### RECORDS FOR THE TASK
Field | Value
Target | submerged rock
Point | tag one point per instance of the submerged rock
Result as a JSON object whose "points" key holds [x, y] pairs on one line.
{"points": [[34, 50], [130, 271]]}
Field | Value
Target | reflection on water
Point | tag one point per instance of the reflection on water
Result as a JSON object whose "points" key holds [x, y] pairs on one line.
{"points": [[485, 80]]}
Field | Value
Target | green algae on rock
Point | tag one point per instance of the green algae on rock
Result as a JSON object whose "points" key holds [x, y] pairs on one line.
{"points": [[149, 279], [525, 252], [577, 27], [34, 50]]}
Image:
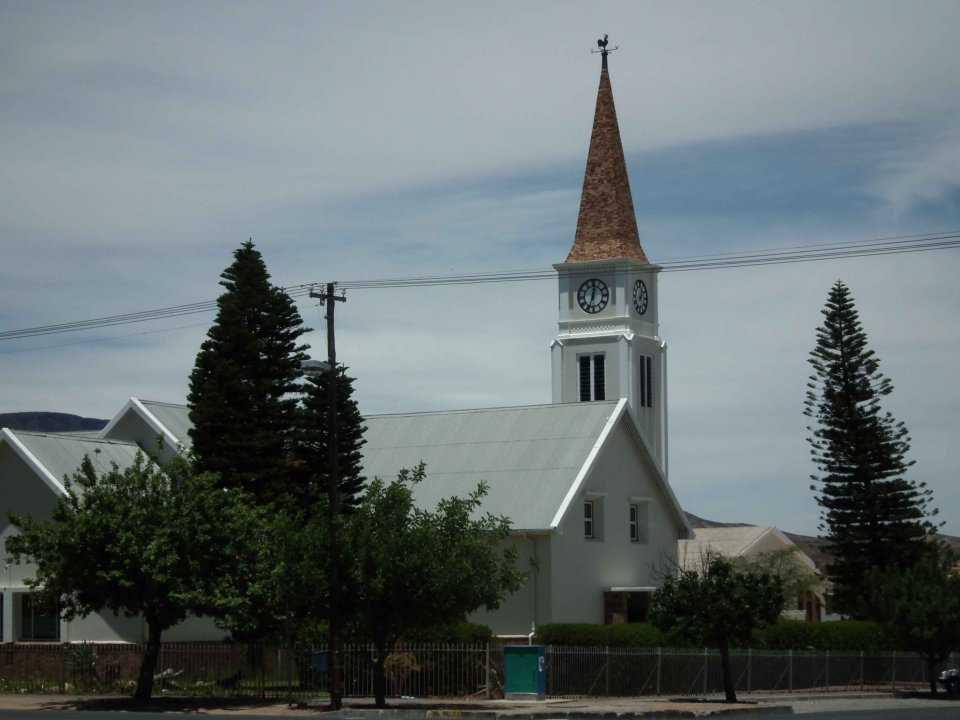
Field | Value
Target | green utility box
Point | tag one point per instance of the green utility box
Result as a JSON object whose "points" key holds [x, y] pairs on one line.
{"points": [[524, 672]]}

### SET PROBLEM
Lay out the records above as a two-column CSV with the headers instruction and output, one row per record, and put each record's text and its answer in a single quoted field, with line breaks changed to spaces. Leave the pictures out.

### OUTPUT FOR THIS EXERCISE
instruction,output
"Field | Value Target | submerged rock Point | tag one point per instance of the submerged rock Result as a JSON object whose ""points"" key holds [x, y] pairs on one line.","{""points"": [[34, 50], [130, 271]]}"
"Field | Value Target | reflection on water Point | tag one point per instance of the reflection on water Result as a JSON object whose ""points"" key holds [x, y] pairs on one line.","{""points"": [[485, 80]]}"
"Field | Value Target | green algae on rock Point | tag one point per instance of the green algae on rock Result as a JSON object whose ""points"" key holds [x, y] pairs on one line.","{""points"": [[149, 279], [525, 252], [577, 27], [34, 50]]}"
"Image: Field | Value Target | green utility box Point | tag one point per instance of the green utility box Result as a JSON object whose ""points"" key holds [x, y] pairs on one line.","{""points"": [[524, 672]]}"